- Problem details -
From the data below, return the exact lines starting at the line containing "Where can the walking" and ending at the line containing "find the sun in the photo above", both included, and nothing else.

- Supplied entries -
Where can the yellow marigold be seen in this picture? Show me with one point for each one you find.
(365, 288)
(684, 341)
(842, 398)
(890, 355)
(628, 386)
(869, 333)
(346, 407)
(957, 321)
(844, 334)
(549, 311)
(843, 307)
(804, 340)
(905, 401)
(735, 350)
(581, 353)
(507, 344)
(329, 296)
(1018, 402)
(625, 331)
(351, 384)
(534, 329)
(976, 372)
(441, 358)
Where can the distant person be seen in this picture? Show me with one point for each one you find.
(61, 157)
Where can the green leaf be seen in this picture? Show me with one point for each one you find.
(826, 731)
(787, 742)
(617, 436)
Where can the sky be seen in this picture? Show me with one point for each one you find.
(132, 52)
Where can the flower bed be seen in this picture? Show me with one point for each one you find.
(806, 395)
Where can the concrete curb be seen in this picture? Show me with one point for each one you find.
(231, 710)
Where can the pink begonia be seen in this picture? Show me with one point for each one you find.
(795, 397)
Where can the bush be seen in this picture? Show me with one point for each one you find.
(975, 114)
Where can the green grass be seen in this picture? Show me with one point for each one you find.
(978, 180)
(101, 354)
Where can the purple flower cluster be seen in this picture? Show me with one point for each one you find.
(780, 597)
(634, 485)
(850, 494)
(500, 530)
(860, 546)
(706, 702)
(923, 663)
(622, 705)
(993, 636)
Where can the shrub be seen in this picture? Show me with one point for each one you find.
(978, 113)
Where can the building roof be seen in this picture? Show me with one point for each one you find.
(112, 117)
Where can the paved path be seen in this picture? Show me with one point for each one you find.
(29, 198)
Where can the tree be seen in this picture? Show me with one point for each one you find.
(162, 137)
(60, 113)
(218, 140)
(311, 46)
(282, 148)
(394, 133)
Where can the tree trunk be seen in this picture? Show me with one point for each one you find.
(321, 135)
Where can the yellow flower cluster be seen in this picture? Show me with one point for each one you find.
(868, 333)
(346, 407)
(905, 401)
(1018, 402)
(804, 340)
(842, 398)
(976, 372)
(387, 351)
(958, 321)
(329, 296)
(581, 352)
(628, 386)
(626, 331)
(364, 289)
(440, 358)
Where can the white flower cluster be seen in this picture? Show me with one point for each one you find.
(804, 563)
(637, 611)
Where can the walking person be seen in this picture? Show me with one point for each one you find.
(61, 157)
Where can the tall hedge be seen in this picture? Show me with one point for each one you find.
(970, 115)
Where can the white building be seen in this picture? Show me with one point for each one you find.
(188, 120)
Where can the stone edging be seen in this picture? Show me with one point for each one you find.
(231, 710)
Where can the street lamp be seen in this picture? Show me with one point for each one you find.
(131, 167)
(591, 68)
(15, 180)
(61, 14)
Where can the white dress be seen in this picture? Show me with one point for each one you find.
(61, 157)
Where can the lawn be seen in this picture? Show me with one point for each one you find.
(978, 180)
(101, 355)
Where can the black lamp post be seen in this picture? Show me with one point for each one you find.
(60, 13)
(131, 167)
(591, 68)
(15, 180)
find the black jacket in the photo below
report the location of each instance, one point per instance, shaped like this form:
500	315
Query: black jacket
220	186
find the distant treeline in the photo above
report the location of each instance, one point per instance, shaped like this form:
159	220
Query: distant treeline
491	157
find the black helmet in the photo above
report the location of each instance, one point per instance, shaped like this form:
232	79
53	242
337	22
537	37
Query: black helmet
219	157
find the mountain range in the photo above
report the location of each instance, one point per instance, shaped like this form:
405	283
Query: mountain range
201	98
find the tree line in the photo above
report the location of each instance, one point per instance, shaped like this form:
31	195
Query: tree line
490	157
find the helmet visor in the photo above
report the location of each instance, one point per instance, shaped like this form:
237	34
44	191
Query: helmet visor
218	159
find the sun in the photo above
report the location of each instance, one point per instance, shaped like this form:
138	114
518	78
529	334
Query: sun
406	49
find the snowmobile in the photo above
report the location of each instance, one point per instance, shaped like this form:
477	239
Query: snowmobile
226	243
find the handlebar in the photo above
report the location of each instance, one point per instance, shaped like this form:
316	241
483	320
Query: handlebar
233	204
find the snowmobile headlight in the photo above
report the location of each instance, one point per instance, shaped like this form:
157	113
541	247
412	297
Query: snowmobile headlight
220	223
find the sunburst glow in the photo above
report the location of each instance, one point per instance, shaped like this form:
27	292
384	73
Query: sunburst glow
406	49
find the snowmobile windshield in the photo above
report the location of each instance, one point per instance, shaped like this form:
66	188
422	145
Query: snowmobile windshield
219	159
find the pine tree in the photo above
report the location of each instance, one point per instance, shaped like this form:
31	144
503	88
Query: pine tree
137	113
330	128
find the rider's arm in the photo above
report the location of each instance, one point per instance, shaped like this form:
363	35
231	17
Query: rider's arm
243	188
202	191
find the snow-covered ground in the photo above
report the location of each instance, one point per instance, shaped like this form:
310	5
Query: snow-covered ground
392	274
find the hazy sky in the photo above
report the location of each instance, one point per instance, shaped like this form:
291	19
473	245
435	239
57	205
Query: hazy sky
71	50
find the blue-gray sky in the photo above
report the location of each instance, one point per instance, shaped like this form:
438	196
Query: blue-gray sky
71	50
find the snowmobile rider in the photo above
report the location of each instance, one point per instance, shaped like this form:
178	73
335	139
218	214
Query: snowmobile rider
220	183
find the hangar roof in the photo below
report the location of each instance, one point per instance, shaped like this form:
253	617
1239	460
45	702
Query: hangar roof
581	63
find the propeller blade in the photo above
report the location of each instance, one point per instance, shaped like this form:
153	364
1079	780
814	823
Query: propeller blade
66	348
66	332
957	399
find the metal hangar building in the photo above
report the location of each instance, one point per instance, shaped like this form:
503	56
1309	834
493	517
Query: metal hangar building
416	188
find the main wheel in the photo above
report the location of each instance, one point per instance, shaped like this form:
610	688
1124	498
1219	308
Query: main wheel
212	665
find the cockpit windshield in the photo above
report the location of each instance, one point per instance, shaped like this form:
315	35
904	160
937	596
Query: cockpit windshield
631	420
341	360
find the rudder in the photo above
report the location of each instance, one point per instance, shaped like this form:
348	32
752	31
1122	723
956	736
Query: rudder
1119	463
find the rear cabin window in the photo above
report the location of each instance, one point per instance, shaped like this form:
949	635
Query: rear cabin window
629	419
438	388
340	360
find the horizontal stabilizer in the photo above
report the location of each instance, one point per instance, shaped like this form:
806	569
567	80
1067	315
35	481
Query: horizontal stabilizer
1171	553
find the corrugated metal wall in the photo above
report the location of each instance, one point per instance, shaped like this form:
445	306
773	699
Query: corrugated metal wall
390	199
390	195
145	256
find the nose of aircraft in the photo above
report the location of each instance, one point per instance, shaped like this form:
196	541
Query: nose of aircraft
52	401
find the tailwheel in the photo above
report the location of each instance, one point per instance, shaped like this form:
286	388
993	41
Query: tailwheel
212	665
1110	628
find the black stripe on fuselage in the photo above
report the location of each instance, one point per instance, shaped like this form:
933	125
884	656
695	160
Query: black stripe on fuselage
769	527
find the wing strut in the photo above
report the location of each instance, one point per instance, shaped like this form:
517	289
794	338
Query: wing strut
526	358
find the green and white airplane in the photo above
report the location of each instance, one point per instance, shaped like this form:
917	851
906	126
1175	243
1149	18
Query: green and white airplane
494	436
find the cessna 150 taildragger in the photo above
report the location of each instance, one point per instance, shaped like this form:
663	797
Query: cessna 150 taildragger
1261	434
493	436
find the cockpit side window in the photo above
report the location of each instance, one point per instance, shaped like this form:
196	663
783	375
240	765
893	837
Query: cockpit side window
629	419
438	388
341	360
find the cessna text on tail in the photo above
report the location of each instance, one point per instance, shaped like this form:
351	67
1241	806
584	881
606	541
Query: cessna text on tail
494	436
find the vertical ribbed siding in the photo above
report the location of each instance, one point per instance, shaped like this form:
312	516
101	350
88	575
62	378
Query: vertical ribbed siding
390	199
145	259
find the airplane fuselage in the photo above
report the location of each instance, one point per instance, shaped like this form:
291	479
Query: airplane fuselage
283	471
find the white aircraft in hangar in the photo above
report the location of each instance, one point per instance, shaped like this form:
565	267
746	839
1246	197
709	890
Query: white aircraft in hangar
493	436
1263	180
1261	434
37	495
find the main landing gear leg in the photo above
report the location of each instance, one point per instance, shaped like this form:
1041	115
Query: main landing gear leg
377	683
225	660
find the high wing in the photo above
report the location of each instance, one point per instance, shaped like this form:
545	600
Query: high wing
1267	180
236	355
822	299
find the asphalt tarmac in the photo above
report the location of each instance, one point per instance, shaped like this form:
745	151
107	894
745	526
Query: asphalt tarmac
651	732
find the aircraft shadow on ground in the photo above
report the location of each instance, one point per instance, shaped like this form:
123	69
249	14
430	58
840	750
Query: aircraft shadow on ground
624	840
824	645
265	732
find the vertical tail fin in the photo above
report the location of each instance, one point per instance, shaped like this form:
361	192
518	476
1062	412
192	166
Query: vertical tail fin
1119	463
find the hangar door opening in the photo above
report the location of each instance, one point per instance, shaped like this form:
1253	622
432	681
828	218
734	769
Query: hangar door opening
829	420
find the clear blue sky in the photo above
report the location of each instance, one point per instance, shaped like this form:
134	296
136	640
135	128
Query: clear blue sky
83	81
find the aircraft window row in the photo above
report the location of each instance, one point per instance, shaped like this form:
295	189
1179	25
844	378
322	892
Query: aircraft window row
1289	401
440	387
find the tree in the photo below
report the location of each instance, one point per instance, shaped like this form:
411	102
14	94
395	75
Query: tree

- Solution to this task -
Where can the walking person be seen in this picture? Show me with one point for each one you find.
(61, 157)
Where can the tall hedge be seen in this picture? Show me with one point for each one you find.
(970, 115)
Where can the white building be seen in this picture? Show me with one point for each one you find.
(188, 120)
Where can the stone edging be seen in this picture? Show me with one point for each one you find.
(231, 710)
Where can the street lamp be seen in this picture? Show me with one point for each one you find.
(131, 167)
(591, 68)
(15, 180)
(61, 14)
Where can the white dress be seen in this picture? Show me with one point for each one you find.
(61, 157)
Where can the lawn be seen in this picture? Show me with one point for each one you find.
(978, 180)
(101, 355)
Where can the black lamp post be seen in this picture? Show me with one point for each one you find.
(60, 13)
(131, 167)
(591, 68)
(15, 180)
find the black jacket in the photo below
report the location of each instance, one point per instance, shaped like this form:
500	315
Query: black jacket
220	186
find the distant treeline in the photo above
report the location of each instance, one point per instance, shaped like this form:
159	220
Query: distant treeline
491	157
find the black helmet in the photo above
report the location of each instance, one point per instance, shaped like this form:
232	79
53	242
337	22
537	37
Query: black helmet
219	157
find the mountain range in the photo above
report the location of each instance, one point per instance, shaped like this form:
405	283
Query: mountain range
201	98
find the tree line in the photo above
report the location of each instance, one point per instance, shaped like this form:
31	195
Query: tree line
490	157
find the helmet visor in the photo above
report the location of each instance, one point per instance, shaped like this form:
237	34
44	191
Query: helmet visor
218	159
find the sun in the photo above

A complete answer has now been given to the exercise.